Shape annotation entries:
# # #

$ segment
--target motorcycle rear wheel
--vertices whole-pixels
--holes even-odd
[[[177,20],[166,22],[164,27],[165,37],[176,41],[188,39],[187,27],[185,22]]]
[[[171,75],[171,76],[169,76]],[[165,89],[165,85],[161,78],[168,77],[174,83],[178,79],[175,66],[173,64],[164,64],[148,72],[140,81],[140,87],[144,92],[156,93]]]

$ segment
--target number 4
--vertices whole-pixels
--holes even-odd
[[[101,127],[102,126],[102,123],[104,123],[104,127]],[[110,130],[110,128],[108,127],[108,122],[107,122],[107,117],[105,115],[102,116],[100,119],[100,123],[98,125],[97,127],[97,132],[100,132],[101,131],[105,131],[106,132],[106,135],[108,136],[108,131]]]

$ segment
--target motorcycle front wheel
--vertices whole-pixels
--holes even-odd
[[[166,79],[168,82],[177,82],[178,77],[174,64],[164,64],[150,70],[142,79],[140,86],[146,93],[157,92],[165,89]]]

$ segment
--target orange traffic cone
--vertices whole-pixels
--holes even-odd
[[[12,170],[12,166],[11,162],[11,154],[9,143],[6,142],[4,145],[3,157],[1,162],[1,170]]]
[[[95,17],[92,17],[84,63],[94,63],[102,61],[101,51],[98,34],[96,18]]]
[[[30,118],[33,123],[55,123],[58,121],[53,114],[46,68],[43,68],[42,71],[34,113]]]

# # #

Convert the material above into a JSON list of strings with one string per line, leaving out blank lines.

→ **Response for this exercise**
[
  "$ segment",
  "--target motorcycle rear wheel",
  "--vertices whole-pixels",
  "--holes even-odd",
  "[[[177,20],[166,22],[164,27],[165,37],[176,41],[188,39],[187,27],[185,22]]]",
  "[[[171,75],[171,76],[169,76]],[[165,89],[165,85],[161,78],[168,77],[174,83],[178,79],[175,66],[173,64],[164,64],[148,72],[140,81],[140,87],[144,92],[156,93]]]",
  "$ segment",
  "--target number 4",
  "--vertices whole-pixels",
  "--holes even-odd",
  "[[[101,127],[102,126],[102,123],[104,123],[104,127]],[[110,130],[110,128],[108,127],[108,122],[107,122],[107,117],[105,115],[102,116],[100,119],[100,123],[98,125],[97,127],[97,132],[100,132],[101,131],[105,131],[106,132],[106,135],[108,136],[108,131]]]",
  "$ segment",
  "--target motorcycle front wheel",
  "--vertices whole-pixels",
  "--holes even-odd",
  "[[[166,79],[168,82],[177,82],[178,77],[174,64],[164,64],[150,70],[142,79],[140,86],[146,93],[157,92],[165,89]]]",
  "$ segment",
  "--target orange traffic cone",
  "--vertices whole-pixels",
  "--holes even-odd",
  "[[[12,170],[12,166],[11,162],[11,154],[9,143],[6,142],[4,145],[3,157],[1,162],[1,170]]]",
  "[[[95,17],[92,17],[84,63],[94,63],[102,61],[101,51],[98,34],[96,18]]]",
  "[[[30,118],[33,123],[55,123],[58,121],[53,114],[46,68],[43,68],[42,71],[34,113]]]"
]